──────── Passage

Exercise effectiveness on glycemic control has been associated with exercise adherence and exercise dose, and more complex phenomena such as single nucleotide polymorphisms, glucose- and lipid-lowering drugs, endocrine regulation, and prior glycemic control. This seminar will summarize these contributing factors and introduce a new concept of beta-cell glucotoxicity as a potential source of variability in exercise effectiveness in individuals with type 2 diabetes.

The inter-individual variability in the therapeutic effect of exercise on blood glucose control must not be overlooked, and future work is required to explain the sources of this variability. In the face of the ever-growing problem of type 2 diabetes and its vast impact on socioeconomics, quality of life, and mortality, it is essential that strategies are developed to maximize the optimal therapeutic benefit of exercise in all individuals, including those who would otherwise be a non-responder to traditional physical activity recommendations.

 

Paul J. Fadel
Date
June 16, 2016 15:20
Speaker
Paul J. Fadel   CV
Affiliation
University of Texas, USA
Title
Vascular consequences of physical inactivity
Abstract

Epidemiological data clearly indicate that physical inactivity and a sedentary lifestyle promotes the development of cardiovascular diseases. However, despite the known cardiovascular risk of being inactive, few studies have experimentally investigated the vascular consequences of reduced daily physical activity in humans. Indeed, previous human studies examining the vascular consequences of physical inactivity are limited and have mainly used complete removal of physical activity via bed rest or limb immobilization; extreme models of inactivity that most individuals do not experience in their daily lives. Thus, we have adopted an experimental model to examine the vascular effects of inactivity by transitioning individuals from high to low levels of ambulatory activity by eliminating any structured exercise and reducing daily step count to <5,000 steps/day. We also have begun to examine the impact of prolonged sitting on micro- and macro-vascular reactivity. The focus of the presentation will be on these recent studies identifying the early and robust deleterious impact of reduced daily activity and prolonged sitting time on vascular function.

Key words: sitting, flow mediated dilation, endothelial function, insulin resistance, microvascular reactivity

 

Ajay Chawla
Date
June 16, 2016 16:20
Speaker
Ajay Chawla   CV
Affiliation
University of California, San Francisco, USA
Title
Innate immune regulation of metabolism
Abstract

In all endotherms (warm blooded animals), the maintenance of core body temperature is essential to ensure that cellular and physiological functions operate normally under conditions of environmental challenge. In mammals, two types of programs support thermal homeostasis in cold environments: acute adaptations and acclimatization. Although programs of acclimatization are well documented across species and are of great interest to evolutionary biologists, their mechanisms, with a few exceptions (such as changes in skin pigmentation in response to sunlight or increase in oxygen carrying capacity after living at high altitudes), are largely unknown

Through our work, we have identified the mechanisms for prolonged adaptation and acclimatization to environmental cold. Unlike the acute adaptations that are initiated by the sympathetic nervous system, acclimatization to environmental cold is orchestrated by type 2 immune cells (ILC2s, eosinophils, and alternatively activated macrophages) and signals (IL-33, IL-4 and -13), which sequentially regulate the expansion, commitment, and differentiation of adipocyte precursors into beige adipocytes. Our identification of the immune system as the primary thermogenic circuit controlling the cold acclimatization process is consistent with a recent proposal that type 2 immunity coevolved as a defensive strategy against noxious environmental stimuli, of which cold might be one. These and other new findings will be presented at the meeting.

────────────────
──────── Source information

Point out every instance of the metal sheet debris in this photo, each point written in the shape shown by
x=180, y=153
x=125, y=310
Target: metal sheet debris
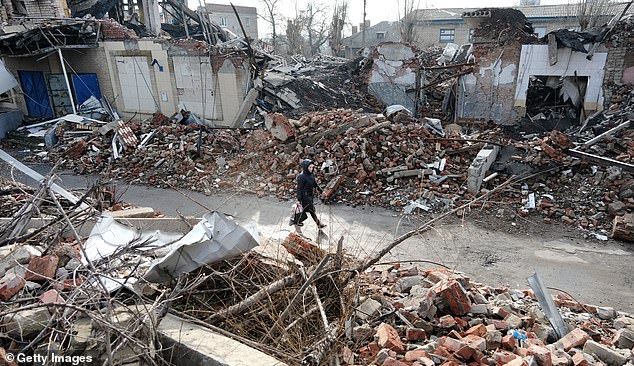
x=214, y=238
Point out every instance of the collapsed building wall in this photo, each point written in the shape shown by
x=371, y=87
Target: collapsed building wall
x=150, y=76
x=13, y=12
x=43, y=85
x=394, y=73
x=138, y=77
x=486, y=92
x=535, y=61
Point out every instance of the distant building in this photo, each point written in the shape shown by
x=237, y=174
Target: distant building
x=437, y=27
x=225, y=16
x=378, y=33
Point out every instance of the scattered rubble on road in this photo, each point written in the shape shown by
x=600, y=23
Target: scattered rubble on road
x=302, y=304
x=367, y=159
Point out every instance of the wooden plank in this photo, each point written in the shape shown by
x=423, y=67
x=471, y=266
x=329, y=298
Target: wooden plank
x=552, y=49
x=602, y=160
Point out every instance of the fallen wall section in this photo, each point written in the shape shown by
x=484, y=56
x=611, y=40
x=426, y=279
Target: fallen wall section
x=191, y=344
x=534, y=61
x=393, y=75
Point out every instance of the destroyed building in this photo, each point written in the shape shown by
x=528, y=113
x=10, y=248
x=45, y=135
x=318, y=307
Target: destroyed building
x=90, y=278
x=137, y=69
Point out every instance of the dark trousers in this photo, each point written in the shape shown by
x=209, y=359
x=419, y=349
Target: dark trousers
x=309, y=208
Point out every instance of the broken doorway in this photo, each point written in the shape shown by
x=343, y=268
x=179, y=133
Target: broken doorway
x=35, y=94
x=555, y=102
x=135, y=81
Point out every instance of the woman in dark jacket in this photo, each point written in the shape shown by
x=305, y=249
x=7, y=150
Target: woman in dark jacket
x=306, y=185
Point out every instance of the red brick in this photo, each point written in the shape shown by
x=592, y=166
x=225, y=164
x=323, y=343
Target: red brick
x=578, y=359
x=389, y=338
x=51, y=297
x=500, y=324
x=501, y=312
x=447, y=321
x=479, y=330
x=42, y=268
x=370, y=351
x=424, y=361
x=559, y=361
x=509, y=342
x=393, y=362
x=475, y=342
x=454, y=296
x=466, y=352
x=415, y=334
x=516, y=362
x=302, y=249
x=452, y=345
x=10, y=285
x=415, y=355
x=504, y=357
x=575, y=338
x=541, y=354
x=533, y=342
x=461, y=322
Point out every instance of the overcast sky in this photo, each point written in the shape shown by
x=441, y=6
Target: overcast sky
x=377, y=10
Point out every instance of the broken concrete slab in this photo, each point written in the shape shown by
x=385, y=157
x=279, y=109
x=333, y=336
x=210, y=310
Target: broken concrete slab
x=191, y=344
x=368, y=309
x=605, y=353
x=26, y=323
x=479, y=167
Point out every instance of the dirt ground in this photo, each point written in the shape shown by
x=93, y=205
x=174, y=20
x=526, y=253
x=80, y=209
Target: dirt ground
x=498, y=248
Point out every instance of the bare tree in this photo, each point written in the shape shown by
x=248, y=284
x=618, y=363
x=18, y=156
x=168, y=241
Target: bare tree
x=593, y=13
x=294, y=37
x=272, y=17
x=339, y=17
x=407, y=21
x=316, y=27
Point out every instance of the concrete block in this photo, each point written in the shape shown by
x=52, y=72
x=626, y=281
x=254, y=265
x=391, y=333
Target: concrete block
x=605, y=354
x=606, y=313
x=452, y=297
x=479, y=309
x=21, y=255
x=42, y=268
x=190, y=344
x=10, y=284
x=26, y=323
x=624, y=322
x=406, y=283
x=479, y=167
x=368, y=309
x=138, y=212
x=624, y=338
x=388, y=338
x=362, y=333
x=576, y=338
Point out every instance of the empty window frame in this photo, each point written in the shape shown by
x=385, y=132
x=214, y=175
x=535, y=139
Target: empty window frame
x=447, y=35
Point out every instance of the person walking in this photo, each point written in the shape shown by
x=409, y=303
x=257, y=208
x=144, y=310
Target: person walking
x=306, y=186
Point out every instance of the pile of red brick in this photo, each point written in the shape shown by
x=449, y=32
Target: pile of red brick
x=438, y=317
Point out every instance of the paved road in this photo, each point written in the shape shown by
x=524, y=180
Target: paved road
x=594, y=272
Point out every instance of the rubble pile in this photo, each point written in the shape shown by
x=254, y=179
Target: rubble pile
x=56, y=303
x=409, y=316
x=169, y=154
x=363, y=159
x=511, y=22
x=318, y=83
x=304, y=305
x=402, y=163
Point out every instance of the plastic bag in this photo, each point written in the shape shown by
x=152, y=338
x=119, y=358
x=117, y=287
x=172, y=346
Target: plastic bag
x=296, y=213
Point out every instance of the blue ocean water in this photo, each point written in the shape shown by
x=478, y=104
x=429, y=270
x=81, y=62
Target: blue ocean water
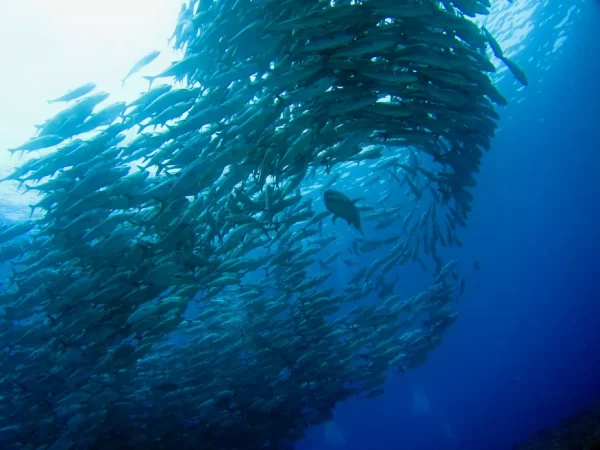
x=525, y=352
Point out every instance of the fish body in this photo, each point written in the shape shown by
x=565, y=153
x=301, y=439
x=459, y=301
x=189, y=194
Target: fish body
x=140, y=64
x=75, y=93
x=340, y=205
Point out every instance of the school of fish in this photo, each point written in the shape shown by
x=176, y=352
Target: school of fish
x=173, y=287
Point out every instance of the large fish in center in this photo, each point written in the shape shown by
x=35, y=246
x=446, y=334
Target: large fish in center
x=340, y=205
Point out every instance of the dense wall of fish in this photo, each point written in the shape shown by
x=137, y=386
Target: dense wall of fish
x=210, y=192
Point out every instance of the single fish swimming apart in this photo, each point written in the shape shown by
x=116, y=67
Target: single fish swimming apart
x=340, y=205
x=75, y=93
x=143, y=62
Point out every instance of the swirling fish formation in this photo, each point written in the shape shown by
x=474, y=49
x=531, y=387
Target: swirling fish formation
x=172, y=287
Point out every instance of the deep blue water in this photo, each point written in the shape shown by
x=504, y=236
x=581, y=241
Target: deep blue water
x=525, y=352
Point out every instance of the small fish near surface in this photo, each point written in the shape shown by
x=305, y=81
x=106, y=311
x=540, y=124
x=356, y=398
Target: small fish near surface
x=340, y=205
x=75, y=93
x=142, y=62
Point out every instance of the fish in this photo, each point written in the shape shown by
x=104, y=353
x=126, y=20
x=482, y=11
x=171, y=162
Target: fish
x=140, y=64
x=75, y=93
x=340, y=205
x=178, y=270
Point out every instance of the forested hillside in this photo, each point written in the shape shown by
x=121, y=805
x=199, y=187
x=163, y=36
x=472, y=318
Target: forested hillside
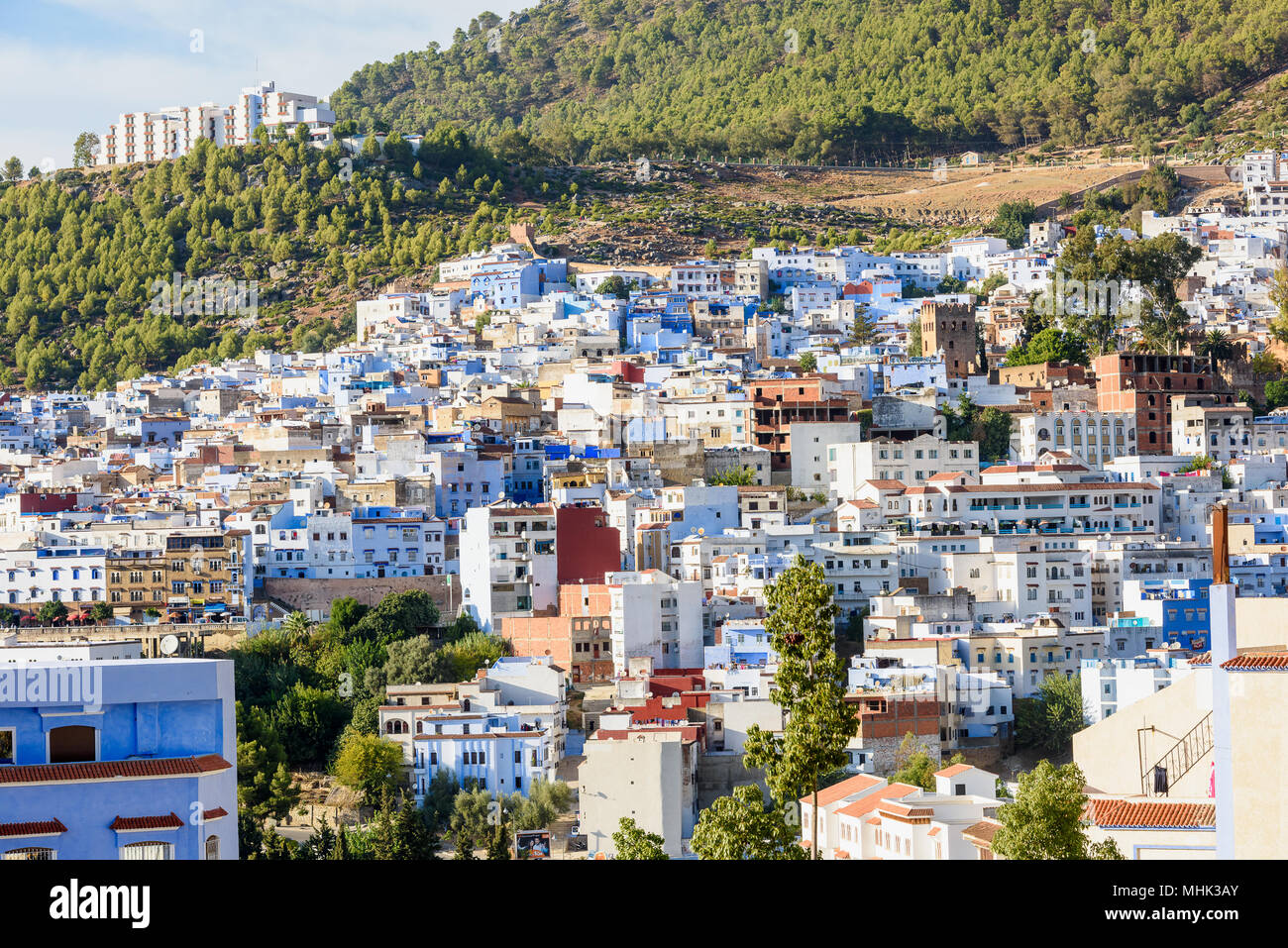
x=78, y=254
x=824, y=78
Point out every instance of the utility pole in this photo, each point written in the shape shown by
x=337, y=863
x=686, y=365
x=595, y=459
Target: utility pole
x=1224, y=648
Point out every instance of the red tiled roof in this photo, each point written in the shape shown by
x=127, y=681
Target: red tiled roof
x=838, y=791
x=1150, y=815
x=39, y=827
x=867, y=804
x=167, y=822
x=982, y=832
x=112, y=769
x=1258, y=661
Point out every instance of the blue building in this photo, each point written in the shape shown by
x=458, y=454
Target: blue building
x=116, y=759
x=1179, y=608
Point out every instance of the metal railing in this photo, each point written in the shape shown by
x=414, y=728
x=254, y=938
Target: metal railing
x=1159, y=779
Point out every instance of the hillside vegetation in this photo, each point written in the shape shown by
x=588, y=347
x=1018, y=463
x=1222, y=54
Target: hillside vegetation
x=78, y=256
x=820, y=80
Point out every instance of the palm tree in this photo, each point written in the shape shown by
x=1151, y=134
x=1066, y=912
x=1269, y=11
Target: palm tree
x=296, y=626
x=1215, y=346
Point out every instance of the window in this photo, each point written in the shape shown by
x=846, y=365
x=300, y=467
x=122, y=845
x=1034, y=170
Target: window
x=72, y=743
x=154, y=849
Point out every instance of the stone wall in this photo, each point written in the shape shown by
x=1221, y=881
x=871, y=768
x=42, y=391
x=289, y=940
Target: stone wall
x=314, y=596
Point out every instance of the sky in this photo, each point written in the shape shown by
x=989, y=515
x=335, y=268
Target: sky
x=71, y=65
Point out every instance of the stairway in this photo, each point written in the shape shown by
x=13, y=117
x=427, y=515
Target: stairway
x=1157, y=780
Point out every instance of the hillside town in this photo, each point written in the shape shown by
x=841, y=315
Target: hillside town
x=610, y=469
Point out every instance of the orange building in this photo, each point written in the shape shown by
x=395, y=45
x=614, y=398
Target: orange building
x=579, y=638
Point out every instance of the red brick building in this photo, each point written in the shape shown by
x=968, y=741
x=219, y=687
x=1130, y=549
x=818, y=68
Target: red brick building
x=777, y=403
x=579, y=638
x=951, y=326
x=1144, y=384
x=585, y=545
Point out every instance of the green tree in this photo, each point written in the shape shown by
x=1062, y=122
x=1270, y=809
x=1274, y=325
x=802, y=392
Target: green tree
x=632, y=843
x=265, y=786
x=52, y=612
x=476, y=651
x=914, y=766
x=297, y=626
x=809, y=686
x=441, y=794
x=369, y=764
x=476, y=815
x=734, y=476
x=545, y=801
x=84, y=149
x=1215, y=347
x=742, y=826
x=863, y=330
x=1048, y=346
x=1052, y=716
x=613, y=286
x=308, y=721
x=1046, y=818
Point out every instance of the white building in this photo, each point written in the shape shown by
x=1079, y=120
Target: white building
x=507, y=562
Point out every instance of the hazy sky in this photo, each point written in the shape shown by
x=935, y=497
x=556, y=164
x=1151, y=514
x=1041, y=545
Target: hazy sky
x=69, y=65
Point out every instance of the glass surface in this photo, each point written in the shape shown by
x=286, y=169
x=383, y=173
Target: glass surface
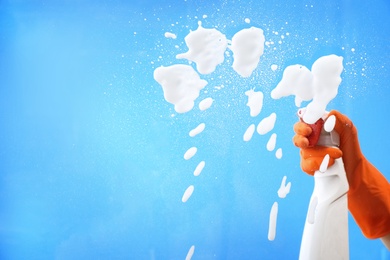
x=91, y=158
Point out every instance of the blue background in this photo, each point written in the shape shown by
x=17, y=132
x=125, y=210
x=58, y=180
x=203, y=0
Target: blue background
x=91, y=157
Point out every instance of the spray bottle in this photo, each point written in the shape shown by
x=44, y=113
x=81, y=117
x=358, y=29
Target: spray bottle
x=325, y=234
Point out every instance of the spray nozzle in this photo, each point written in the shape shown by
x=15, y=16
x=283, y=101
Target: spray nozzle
x=322, y=130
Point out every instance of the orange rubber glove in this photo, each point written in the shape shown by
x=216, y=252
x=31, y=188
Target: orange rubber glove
x=369, y=191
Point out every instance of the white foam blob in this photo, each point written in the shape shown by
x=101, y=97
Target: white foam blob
x=247, y=46
x=249, y=133
x=324, y=163
x=181, y=85
x=311, y=212
x=190, y=253
x=284, y=189
x=279, y=153
x=206, y=47
x=190, y=153
x=267, y=124
x=255, y=102
x=272, y=222
x=330, y=123
x=187, y=193
x=205, y=103
x=197, y=130
x=170, y=35
x=199, y=168
x=271, y=142
x=320, y=85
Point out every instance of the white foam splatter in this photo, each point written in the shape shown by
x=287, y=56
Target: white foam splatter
x=330, y=123
x=284, y=189
x=271, y=142
x=279, y=153
x=206, y=47
x=190, y=253
x=319, y=85
x=170, y=35
x=324, y=163
x=197, y=130
x=249, y=133
x=255, y=101
x=267, y=124
x=190, y=153
x=272, y=222
x=199, y=168
x=247, y=47
x=187, y=193
x=181, y=85
x=205, y=103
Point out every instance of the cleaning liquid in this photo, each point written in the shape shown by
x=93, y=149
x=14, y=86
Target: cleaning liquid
x=325, y=234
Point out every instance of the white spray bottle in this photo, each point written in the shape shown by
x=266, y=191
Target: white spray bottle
x=325, y=234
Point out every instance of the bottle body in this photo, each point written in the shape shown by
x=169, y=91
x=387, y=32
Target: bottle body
x=325, y=234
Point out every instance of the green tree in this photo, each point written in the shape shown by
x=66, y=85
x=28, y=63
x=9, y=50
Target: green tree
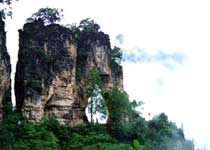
x=5, y=11
x=88, y=25
x=118, y=106
x=116, y=56
x=48, y=15
x=95, y=93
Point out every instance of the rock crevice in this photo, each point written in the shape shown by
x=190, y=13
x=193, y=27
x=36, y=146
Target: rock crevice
x=52, y=68
x=5, y=71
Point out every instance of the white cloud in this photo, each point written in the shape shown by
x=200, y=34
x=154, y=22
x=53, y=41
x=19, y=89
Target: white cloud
x=181, y=25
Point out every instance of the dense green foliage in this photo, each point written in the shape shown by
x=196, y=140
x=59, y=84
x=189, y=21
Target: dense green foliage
x=95, y=93
x=48, y=15
x=4, y=11
x=16, y=133
x=116, y=55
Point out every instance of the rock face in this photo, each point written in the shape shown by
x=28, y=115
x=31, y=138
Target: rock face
x=5, y=70
x=52, y=68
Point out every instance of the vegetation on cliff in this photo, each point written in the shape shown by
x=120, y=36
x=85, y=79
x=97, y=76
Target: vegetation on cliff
x=125, y=129
x=157, y=134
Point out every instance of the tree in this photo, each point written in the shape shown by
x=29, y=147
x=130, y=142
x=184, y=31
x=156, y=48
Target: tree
x=95, y=93
x=118, y=106
x=89, y=25
x=4, y=11
x=48, y=15
x=116, y=56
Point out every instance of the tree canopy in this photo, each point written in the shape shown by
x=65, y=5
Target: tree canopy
x=48, y=15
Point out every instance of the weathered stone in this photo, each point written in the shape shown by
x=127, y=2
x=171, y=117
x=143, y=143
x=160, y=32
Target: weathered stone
x=52, y=68
x=5, y=71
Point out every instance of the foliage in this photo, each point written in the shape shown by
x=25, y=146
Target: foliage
x=48, y=15
x=4, y=12
x=95, y=93
x=16, y=133
x=116, y=56
x=88, y=25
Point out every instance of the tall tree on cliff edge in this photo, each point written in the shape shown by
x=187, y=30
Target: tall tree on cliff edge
x=5, y=11
x=94, y=93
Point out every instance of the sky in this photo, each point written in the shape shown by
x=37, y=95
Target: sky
x=166, y=46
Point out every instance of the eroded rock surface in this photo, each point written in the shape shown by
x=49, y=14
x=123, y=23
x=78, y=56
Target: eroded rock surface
x=5, y=71
x=52, y=68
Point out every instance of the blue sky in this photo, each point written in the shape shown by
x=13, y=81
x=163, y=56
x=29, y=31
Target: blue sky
x=165, y=43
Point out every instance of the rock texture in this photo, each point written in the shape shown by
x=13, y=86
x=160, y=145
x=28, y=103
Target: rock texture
x=52, y=68
x=5, y=70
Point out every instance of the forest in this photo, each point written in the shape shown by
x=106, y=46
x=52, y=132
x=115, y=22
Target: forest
x=125, y=128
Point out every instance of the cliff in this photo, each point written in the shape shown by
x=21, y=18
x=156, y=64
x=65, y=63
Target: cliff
x=52, y=67
x=5, y=71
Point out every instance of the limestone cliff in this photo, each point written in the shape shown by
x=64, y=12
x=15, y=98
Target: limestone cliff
x=5, y=70
x=52, y=67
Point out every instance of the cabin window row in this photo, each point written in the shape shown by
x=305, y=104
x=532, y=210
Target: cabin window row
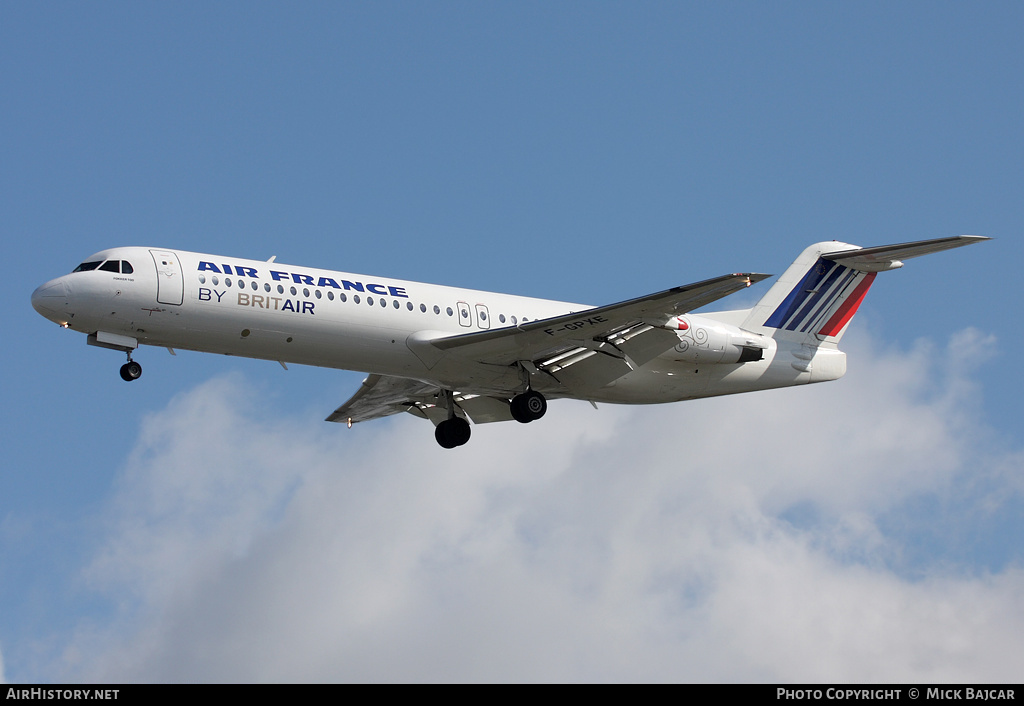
x=116, y=266
x=215, y=281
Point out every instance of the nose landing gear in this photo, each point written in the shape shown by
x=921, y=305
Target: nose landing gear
x=528, y=406
x=131, y=370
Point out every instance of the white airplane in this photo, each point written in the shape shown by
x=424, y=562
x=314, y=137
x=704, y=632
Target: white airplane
x=446, y=355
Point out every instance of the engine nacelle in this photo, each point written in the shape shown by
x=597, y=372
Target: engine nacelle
x=706, y=340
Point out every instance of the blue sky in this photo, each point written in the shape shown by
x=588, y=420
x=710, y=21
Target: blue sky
x=583, y=152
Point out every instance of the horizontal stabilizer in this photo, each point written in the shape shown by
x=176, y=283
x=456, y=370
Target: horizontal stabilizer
x=890, y=256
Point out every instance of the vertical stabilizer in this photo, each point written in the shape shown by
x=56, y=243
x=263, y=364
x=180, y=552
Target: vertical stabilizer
x=817, y=296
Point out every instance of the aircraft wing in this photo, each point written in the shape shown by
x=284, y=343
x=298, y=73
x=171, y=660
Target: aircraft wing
x=581, y=350
x=382, y=396
x=590, y=348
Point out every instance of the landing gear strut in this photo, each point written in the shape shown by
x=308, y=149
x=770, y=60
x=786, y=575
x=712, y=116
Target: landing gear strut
x=131, y=370
x=452, y=432
x=528, y=406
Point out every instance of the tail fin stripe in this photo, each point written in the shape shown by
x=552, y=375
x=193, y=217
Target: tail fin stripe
x=845, y=313
x=813, y=297
x=838, y=285
x=796, y=296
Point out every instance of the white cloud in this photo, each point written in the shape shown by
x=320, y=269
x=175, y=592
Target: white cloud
x=647, y=543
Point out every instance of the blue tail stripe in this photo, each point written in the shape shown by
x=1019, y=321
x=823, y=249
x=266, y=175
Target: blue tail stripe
x=796, y=296
x=822, y=291
x=847, y=283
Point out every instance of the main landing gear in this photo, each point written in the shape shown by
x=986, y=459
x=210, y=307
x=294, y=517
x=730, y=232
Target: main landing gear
x=131, y=370
x=527, y=407
x=452, y=432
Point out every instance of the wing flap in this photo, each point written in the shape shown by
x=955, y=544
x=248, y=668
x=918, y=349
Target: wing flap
x=380, y=396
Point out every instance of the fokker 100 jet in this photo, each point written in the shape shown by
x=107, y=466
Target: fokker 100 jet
x=452, y=355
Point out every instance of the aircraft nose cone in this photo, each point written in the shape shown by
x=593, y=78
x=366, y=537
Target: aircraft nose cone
x=50, y=300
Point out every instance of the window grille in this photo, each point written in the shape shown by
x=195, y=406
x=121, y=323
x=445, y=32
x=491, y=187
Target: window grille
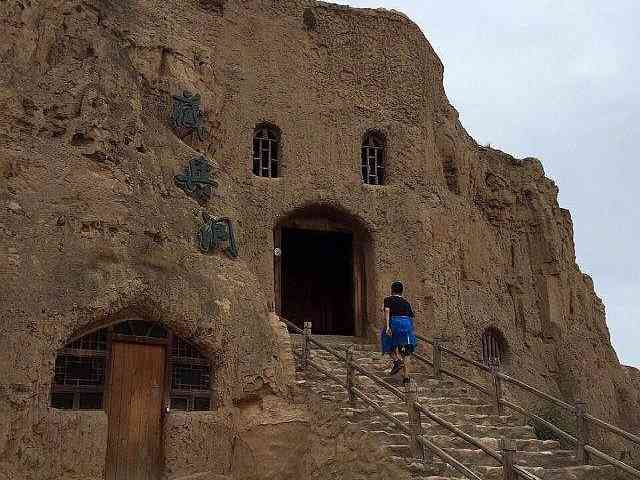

────────────────

- [Questions to answer]
1. Answer these questions using the seminar abstracts above:
(a) To what daily step count does the inactivity model in "Vascular consequences of physical inactivity" reduce individuals?
(b) What affiliation is listed for Ajay Chawla?
(c) What new concept does the first seminar introduce as a potential source of variability in exercise effectiveness?
2. Using the seminar abstracts above, decide whether each statement agrees with them, and quote the words that settle it:
(a) Earlier human studies of physical inactivity mainly removed physical activity through bed rest or limb immobilization.
(b) Acclimatization to environmental cold is initiated by the sympathetic nervous system.
(c) Paul J. Fadel's seminar is dated June 16, 2016 at 16:20.

- [Results of the exercise]
1.
(a) Fewer than 5,000 steps per day.
(b) University of California, San Francisco, USA.
(c) Beta-cell glucotoxicity.

2.
(a) Yes: "have mainly used complete removal of physical activity via bed rest or limb immobilization"
(b) No: "Unlike the acute adaptations that are initiated by the sympathetic nervous system, acclimatization to environmental cold is orchestrated by type 2 immune cells"
(c) No: "June 16, 2016 15:20"